**Challenge 1:** Output everything in the post about the musical Six from "But last week" down to "kings in history.", copied word for word.

**Document text:**
==========
But it’s at times like these that you find out who your real soulmates are and as always I am super grateful for my amazing girls, especially G and F, who rally round, helping, supporting, doing practical jobs and lending a sympathetic ear.
So I was super thrilled the other week to be able to say thank you to them with a girls’ night out. Well two of them anyway, M was with her carer and ML was staying with her girlfriend. K looked after little A. So G, F and I went to see the musical Six. We were originally booked to go in 2020 but we all know what happened then, and since then we seem to have lost a couple of years.
But last week we finally made it. I didn’t know what to expect as the show is only eighty minutes with no interval, simply because it was originally written for the Edinburgh Fringe Festival by two students from Cambridge University, Toby Marlow and Lucy Moss and there was a time limit.
For those who don’t know, Six is a musical retelling of the story of Henry VIII’s Six wives with a whole helping of extra sass and girl power. The story runs along the lines of a talent show where the wives of Henry VIII, Catherine of Aragon, Anne Boleyn, Jane Seymour, Katharine Howard and Catherine Parr (this guy really did have a thing for Katherine’s didn’t he?!) all compete for the audience to decide who had the hardest time at the hands of probably one of the most monstrous kings in history.
As the lyrics of the opening song decry, ‘too many years lost in his story, we’re free to take our crowning glory,’ and ‘we switched up the flow and changed the prefix.’
Brilliant writing indeed and so refreshing to change things up. In Catherine Parr’s final song,
Got married to the king
Became the one who survived
I’ve told you about my life
The final wife
But why should that story
Be the one I have to sing about
Just to win? I’m out
That’s not my story
There’s so much more
Remember that I was a writer
I wrote books and songs and meditations
Fought for female education
So all my women could independently
I even got a woman to paint my picture
Why can’t I tell that story?
‘Cause in history
I’m fixed as one of six
And without him
We all disappear
As she points out, it’s time ‘we’re taking back the microphone,’ ‘I’m going to raise my voice.’
“It’s not what went down in history, but tonight I’m singing this for me.”
Strong feminist words indeed. And that’s why both I and my girls loved this show, well other than the fact the music is amazing and the dancing fab, it’s all about empowerment and yes I can sense the clearly visible male eye roll around these words. But in spite of women gaining the vote literally only a century ago (terrifying thought) recently I am saddened to witness for myself how patriarchal this world is. We still have a long way to go.
Take the yawning pay gap in between men and women for example, how can that even be a thing in 2023? And the poor pay in publishing generally due to it being a predominantly female workforce.
Today, women make up the majority of those employed in publishing, but still tend to be dominant in lower-level positions, and typically earn less than their male counterparts.
Things are beginning to change but not quickly enough.
And on a subject close to my heart, there’s the scary fact that women are generally amongst the highest number of unpaid carers in this country. We know that although of course many men are carers, it’s the women who do the lion’s share of this work making a significant difference to those they look after both physically and emotionally. Women also save social care a fortune. Adult social care contributed £50.3 billion to the UK economy (Skills for Care 2022) and unpaid carers contribute £57 billion per year (ONS 2017).
==========
**Items:**
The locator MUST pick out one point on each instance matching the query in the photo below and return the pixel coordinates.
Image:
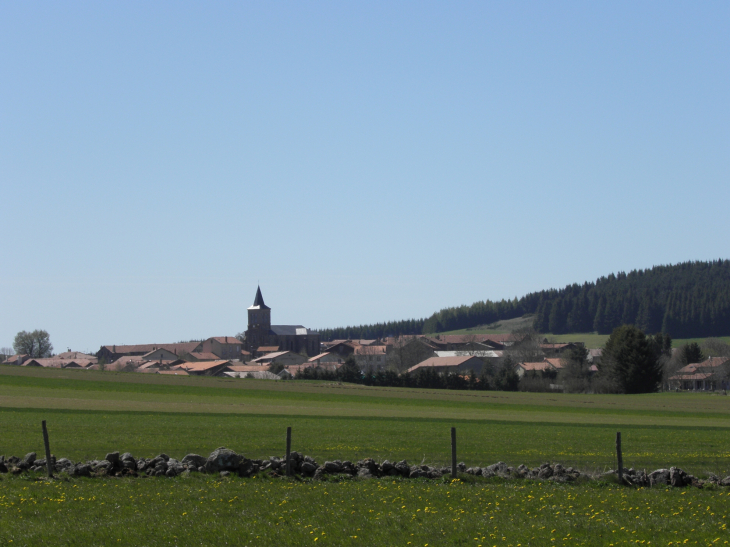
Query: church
(261, 332)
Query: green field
(200, 510)
(90, 413)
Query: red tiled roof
(294, 369)
(146, 348)
(269, 356)
(204, 356)
(15, 358)
(536, 366)
(481, 338)
(248, 368)
(54, 362)
(555, 362)
(75, 355)
(318, 357)
(226, 339)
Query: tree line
(686, 300)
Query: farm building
(285, 358)
(451, 364)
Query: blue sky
(364, 161)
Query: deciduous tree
(631, 360)
(35, 344)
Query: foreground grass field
(91, 413)
(591, 340)
(200, 510)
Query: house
(258, 375)
(710, 374)
(370, 357)
(162, 364)
(325, 357)
(127, 363)
(260, 332)
(406, 352)
(555, 362)
(293, 370)
(539, 366)
(557, 349)
(224, 347)
(201, 356)
(342, 348)
(451, 364)
(205, 368)
(285, 358)
(114, 352)
(16, 359)
(176, 372)
(53, 362)
(76, 355)
(594, 356)
(159, 354)
(264, 350)
(484, 355)
(248, 368)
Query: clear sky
(363, 161)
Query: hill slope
(687, 300)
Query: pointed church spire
(259, 300)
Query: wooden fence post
(49, 463)
(453, 452)
(620, 458)
(288, 451)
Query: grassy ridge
(200, 510)
(90, 413)
(591, 340)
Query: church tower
(259, 322)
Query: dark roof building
(260, 332)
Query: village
(274, 352)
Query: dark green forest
(687, 300)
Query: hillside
(687, 300)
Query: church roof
(258, 303)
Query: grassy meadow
(590, 339)
(90, 413)
(202, 510)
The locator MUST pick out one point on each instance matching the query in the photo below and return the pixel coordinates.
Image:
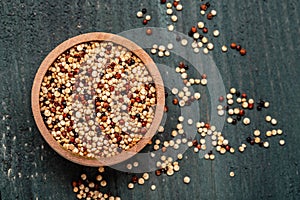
==========
**Challenge 2:** Return everything in the listing from the line containing "Query: grassy meadow" down to the end of the listing, word for word, and leave the pictures out.

**Output 1:**
But last week we finally made it. I didn’t know what to expect as the show is only eighty minutes with no interval, simply because it was originally written for the Edinburgh Fringe Festival by two students from Cambridge University, Toby Marlow and Lucy Moss and there was a time limit.
For those who don’t know, Six is a musical retelling of the story of Henry VIII’s Six wives with a whole helping of extra sass and girl power. The story runs along the lines of a talent show where the wives of Henry VIII, Catherine of Aragon, Anne Boleyn, Jane Seymour, Katharine Howard and Catherine Parr (this guy really did have a thing for Katherine’s didn’t he?!) all compete for the audience to decide who had the hardest time at the hands of probably one of the most monstrous kings in history.

**Output 2:**
Query: grassy meadow
(590, 339)
(90, 413)
(202, 510)
The locator MUST pick out one point on each instance matching the query in the photo below and return the pixel coordinates.
Image:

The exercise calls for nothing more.